_Aim of the exercise_. Put the data below into a two-column CSV headed "text" and "answer," with one row for each text and its answer. Wrap every field in quotes, replace line breaks with spaces, and leave the pictures out.
**** Listed entries ****
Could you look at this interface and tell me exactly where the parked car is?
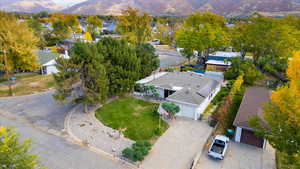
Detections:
[208,135,229,160]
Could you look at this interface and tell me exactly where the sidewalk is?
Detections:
[65,106,134,158]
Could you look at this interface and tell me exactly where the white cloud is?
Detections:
[53,0,87,6]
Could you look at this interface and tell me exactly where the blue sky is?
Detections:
[52,0,86,6]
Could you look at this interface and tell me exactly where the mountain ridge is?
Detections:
[0,0,300,16]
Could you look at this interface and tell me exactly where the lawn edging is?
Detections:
[64,103,142,169]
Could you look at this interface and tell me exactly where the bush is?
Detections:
[211,87,230,105]
[122,141,151,162]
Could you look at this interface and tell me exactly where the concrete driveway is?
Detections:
[142,118,212,169]
[196,141,276,169]
[156,49,186,68]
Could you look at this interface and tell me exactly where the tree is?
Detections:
[86,16,102,38]
[136,43,159,78]
[117,7,152,44]
[232,15,300,73]
[84,32,93,41]
[51,20,71,43]
[0,126,41,169]
[0,12,38,95]
[28,18,46,48]
[224,57,263,85]
[180,48,194,63]
[54,42,108,112]
[249,52,300,162]
[176,12,229,63]
[97,38,141,96]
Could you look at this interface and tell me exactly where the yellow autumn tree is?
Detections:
[117,7,152,44]
[84,32,93,41]
[250,52,300,163]
[0,12,38,95]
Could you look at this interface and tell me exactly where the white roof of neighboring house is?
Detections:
[209,51,241,58]
[206,60,231,66]
[136,72,168,84]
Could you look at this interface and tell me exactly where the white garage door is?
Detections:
[176,103,195,119]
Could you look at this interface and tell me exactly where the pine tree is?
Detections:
[54,42,108,112]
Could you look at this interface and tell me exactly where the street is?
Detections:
[0,91,127,169]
****
_Worked answer_.
text,answer
"Could you look at this interface and tell me exactly where the parked car is? Detections:","[208,135,229,160]"
"Could you look at this interface and tell me exactly where the sidewalk is? Detections:","[65,106,134,158]"
"Could you look at this interface and tell me exactly where the white cloud is? Detections:","[53,0,87,6]"
"Could you look at this interface and tell me exactly where the blue sky is? Detections:","[52,0,86,6]"
"Could you look at this interface and tell me exactly where the mountain ridge is? Detections:","[0,0,300,16]"
"Could you look at this interface and tell me exactly where the lawn edging is? Detections:","[64,103,142,169]"
"Could you look at this interface and tell me exactly where the bush is? Detections:","[211,87,230,105] [122,141,151,162]"
"Could you look at this interface and tell me exactly where the concrete driveway is? Detections:","[142,118,212,169] [196,141,276,169] [156,49,186,68]"
"Could you look at this interface and tell me exactly where the tree is? Detections:","[86,16,102,38] [136,43,159,78] [117,7,152,44] [232,15,300,73] [84,32,93,41] [51,20,71,43] [0,126,41,169] [0,12,38,95] [28,18,46,48] [224,57,263,85] [180,48,194,63] [54,42,108,112] [249,52,300,162] [176,12,229,63] [97,38,141,96]"
"Could you look at this interface and tell me exactly where the yellow autumn tree is? Detections:","[117,7,152,44] [84,32,93,41] [250,52,300,163] [0,12,38,95]"
"Could you look at this interface and tell me exactly where the white roof of neighboring house is? Detections:","[209,51,241,58] [206,60,231,66] [136,72,168,84]"
"Could you look at this interface and tell me exactly where the white garage door is? Detections:","[176,103,195,119]"
"Could you look at this interface and tell me exactly where the pine tree is? Detections:","[54,42,108,112]"
"Could you look at this interface and tell me exactly where the street is? Detections:","[0,91,127,169]"